I’m imagining that no one showed the first humans (or other animals) what was edible and what wasn’t. So how did we discover that the things that we consider food are indeed food and not end up munching on random things and wondering why it wasn’t satisfying? Was it trial and error or do we have something built in us that helps us recognize things as food?
In: Biology
Thog eats something red from that plant. Thog gets sick. Everyone knows not to eat that thing any more.
In addition to trial and error, there is the fact that our sense evolved to find food pleasing (smells and tastes good), because people who liked the flavor of poisonous things didn’t live long enough to procreate.
Instinct developed over trial and error.
We have evolved ways for our Brain to help us identify things that are probably food. Like the bright colors of fruit being appealing to us.
So, yea, way back when with some ancient ancestor, yea, they were just munching away on random stuff. And then those that more often successfully munched on useful food passed on their genes while the other ones starved to death.
Part of it is early humans and their grandcestors observing what animals ate, and followed suit.
The deer eating the new shoots on the trees? Must be good. The lions tearing out the gazelle’s liver and heart? Ditto.
We don’t know how many of our forefathers ate the green berries and died, because there are no written records back that far. But you can presume that someone saw this and reported back that those green berries are no good.
With your senses. Visually, for humans, Red is appetizing, green is the opposite. Taste is the most important, Bitter food is toxic (try eating a random flower). And obviously smell. Feeling helps a bit. Also if you eat a random berry and it happens to be toxic you won’t die. Almost nothing will just kill you after 1 try. Your body will probably vomit if you ate something bad anyway, and in the future if you sense that food again your body will be less encouraging to eat that food since it knows its bad, and as a human you can obviously learn not to eat it as well.

+++

**Activity list:**
A) Answer these from the discussion on how humans learned what is edible:
(i) What does Thog eat from the plant?
(ii) In the example about animals, what are the deer eating?
(iii) In the reply that begins "With your senses," which sense is called the most important?
B) In the discussion on how humans learned what is edible, rewrite the paragraph that begins "With your senses" as a short list that keeps its main facts.
C) Write the next part of the discussion on how humans learned what is edible, picking up after its final sentence.

[Referring expression grounding data]

+++

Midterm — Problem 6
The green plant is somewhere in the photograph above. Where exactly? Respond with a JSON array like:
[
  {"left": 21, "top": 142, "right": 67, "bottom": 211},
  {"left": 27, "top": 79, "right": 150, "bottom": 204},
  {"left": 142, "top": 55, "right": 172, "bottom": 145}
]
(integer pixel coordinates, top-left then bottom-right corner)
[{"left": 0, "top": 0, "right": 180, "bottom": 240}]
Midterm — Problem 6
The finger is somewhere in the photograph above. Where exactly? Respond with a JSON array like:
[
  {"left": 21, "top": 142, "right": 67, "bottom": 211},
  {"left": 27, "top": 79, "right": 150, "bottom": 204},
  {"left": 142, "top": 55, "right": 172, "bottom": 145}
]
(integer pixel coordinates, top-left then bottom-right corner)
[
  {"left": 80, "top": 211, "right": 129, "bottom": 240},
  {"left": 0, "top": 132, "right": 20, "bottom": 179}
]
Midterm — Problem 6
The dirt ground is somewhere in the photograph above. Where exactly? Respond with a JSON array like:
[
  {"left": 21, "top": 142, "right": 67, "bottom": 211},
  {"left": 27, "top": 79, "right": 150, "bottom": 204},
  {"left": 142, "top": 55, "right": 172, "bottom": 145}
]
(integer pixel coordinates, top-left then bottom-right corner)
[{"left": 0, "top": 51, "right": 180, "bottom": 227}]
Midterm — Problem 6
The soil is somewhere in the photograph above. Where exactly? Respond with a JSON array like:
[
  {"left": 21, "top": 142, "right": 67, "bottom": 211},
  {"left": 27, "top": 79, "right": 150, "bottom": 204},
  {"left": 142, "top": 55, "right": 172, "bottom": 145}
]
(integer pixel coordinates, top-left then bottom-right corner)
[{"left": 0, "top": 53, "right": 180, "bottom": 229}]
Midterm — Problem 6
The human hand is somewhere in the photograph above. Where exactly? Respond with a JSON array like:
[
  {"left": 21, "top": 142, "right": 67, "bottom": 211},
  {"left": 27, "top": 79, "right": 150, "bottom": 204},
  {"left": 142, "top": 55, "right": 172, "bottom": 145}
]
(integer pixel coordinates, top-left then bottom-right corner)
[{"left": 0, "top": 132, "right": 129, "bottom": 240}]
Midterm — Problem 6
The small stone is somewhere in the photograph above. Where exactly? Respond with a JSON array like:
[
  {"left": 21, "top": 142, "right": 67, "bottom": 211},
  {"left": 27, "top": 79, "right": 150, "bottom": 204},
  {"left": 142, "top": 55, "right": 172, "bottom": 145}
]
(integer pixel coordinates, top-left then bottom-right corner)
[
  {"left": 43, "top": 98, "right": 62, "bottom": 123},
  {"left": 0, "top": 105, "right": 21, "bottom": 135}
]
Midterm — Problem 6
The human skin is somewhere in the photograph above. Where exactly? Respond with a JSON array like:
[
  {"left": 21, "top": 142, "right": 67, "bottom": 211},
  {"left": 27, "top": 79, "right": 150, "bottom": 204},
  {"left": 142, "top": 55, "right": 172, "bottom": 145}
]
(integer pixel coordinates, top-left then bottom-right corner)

+++

**Written responses:**
A)
(i) Something red.
(ii) The new shoots on the trees.
(iii) Taste.

B)
- Sight: for humans, red looks appetizing and green the opposite.
- Taste: the most important sense; bitter food is toxic.
- Smell also matters, and touch helps a bit.
- Eating one random toxic berry won't kill you; almost nothing kills after a single try.
- Your body will probably vomit if you eat something bad, and afterward it makes that food less appealing when you sense it again.
- As a human, you can also learn not to eat it.

C)
Humans and other species didn’t just show up one day with no parents or grandparents or older community members to show them what to eat. We are from a long long line of many species that all kind of fade gradually from one species into a new one, branch off, come back together, and transmitted knowledge from one generation to the next throughout time.
That doesn’t mean that there was no room for innovation. Humans and other animals learn from watching each other, they learn by looking for similarities to things they already eat, through trial and error, and sometimes just out of sheer desperation.
Our bodies have also evolved some ways to help us figure out things that are good for us vs things that are poisonous. Usually things that taste good to us are things that won’t be poisonous. Things that taste bitter or disgusting tend to be things that will make us sick. Sometimes, someone ate the wrong thing and it tasted gross and they spit it out and told everyone to avoid it, or it made them a little sick but there isn’t a lot of other stuff to eat so they keep trying to figure out different ways to prepare it-boiling, roasting, drying, fermenting, until it stops making them feel sick. Sometimes it just killed them, and everyone else knows to stay away.
Humans have a pretty wide diet, fortunately, and can eat a lot of stuff in a lot of different environments. We, as in Homo sapiens, also evolved alongside cooking. Cooking foods with heat and/or preparing them in other ways like fermentation can make a lot of things that are poisonous while raw into safe delicious cooked foods to enjoy!